Aim:
From the passage on bit lines and word lines, reproduce the portion starting at "It is advantageous if the bit" and ending at "read for itself.".

··· Given passage ···

As an alternative to this, it is advantageous if the channel regions, as seen in the bit line direction, are arranged alternately at the first broad side and at the second broad side of the trench holes.

It is advantageous if the bit lines are embodied as unfolded bit lines, an external potential in each case being used as reference potential for the read-out operation. In this embodiment of the invention, it is irrelevant if channel regions of adjacent bit lines are also concomitantly activated by the word line, because each bit line is read for itself.

It is advantageous if the word lines are realized as buried word lines arranged within recesses etched into the silicon substrate. Buried word lines have the advantage over word lines applied to the silicon substrate that the insulations can be patterned very simply relative to the trench holes situated underneath, relative to the adjacent word lines and also relative to the bit lines arranged above. A covering oxide layer serves to provide insulation from the trench holes, isolation trenches filled with insulating material serve to provide insulation from adjacent word lines, and a covering layer likewise serves to provide insulation from the bit lines arranged above the word lines. A further advantage is that buried word lines have a large cross section and, in this respect, also a good conductivity because the entire word line plane can be used for fabricating the word lines. The selection transistors can be activated rapidly on account of the high conductivity of such word lines.

··· Data supplied ···

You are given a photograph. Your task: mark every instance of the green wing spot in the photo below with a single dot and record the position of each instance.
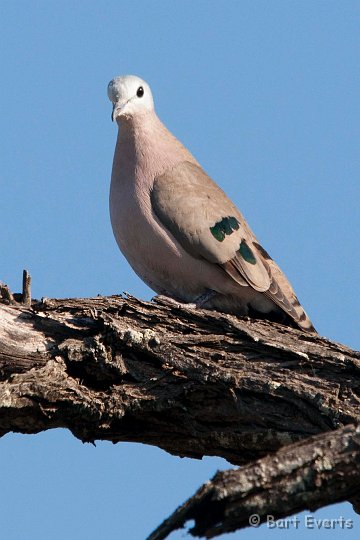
(217, 231)
(234, 224)
(247, 253)
(224, 228)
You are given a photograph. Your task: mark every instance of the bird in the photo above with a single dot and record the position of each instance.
(178, 229)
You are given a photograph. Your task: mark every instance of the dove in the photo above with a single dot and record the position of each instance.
(178, 229)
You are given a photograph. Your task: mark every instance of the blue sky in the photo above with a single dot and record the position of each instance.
(266, 95)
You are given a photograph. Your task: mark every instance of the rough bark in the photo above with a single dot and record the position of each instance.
(193, 382)
(309, 474)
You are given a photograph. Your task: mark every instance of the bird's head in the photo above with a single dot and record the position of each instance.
(130, 96)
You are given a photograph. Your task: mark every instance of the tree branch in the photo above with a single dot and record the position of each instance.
(192, 382)
(321, 470)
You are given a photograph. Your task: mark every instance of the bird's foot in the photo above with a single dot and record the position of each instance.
(204, 298)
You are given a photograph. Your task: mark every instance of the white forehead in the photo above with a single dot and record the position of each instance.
(125, 87)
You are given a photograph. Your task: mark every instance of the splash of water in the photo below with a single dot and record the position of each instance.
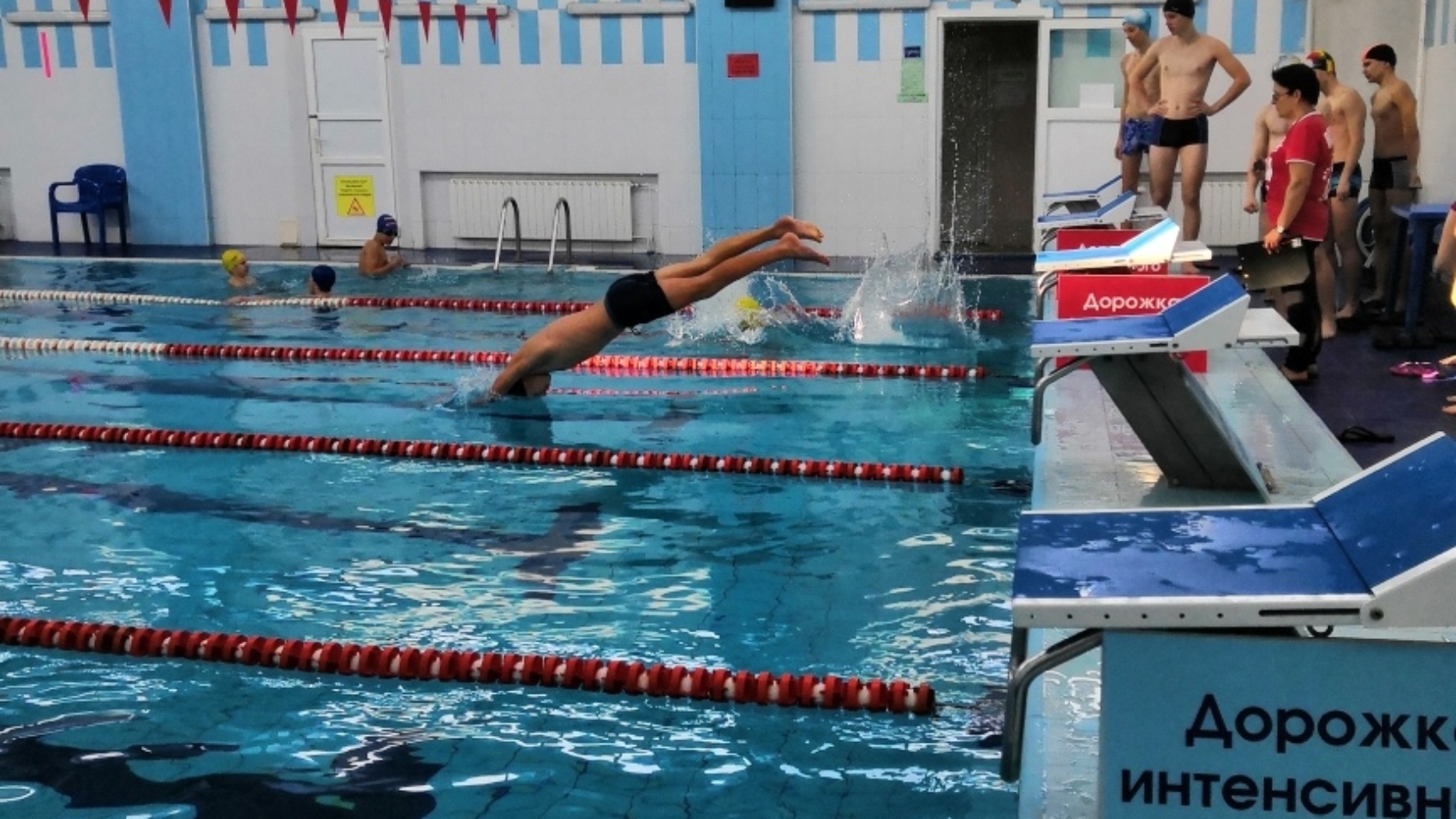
(907, 299)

···

In response:
It is advantageous if the bit lines are embodied as unfolded bit lines, an external potential in each case being used as reference potential for the read-out operation. In this embodiment of the invention, it is irrelevant if channel regions of adjacent bit lines are also concomitantly activated by the word line, because each bit line is read for itself.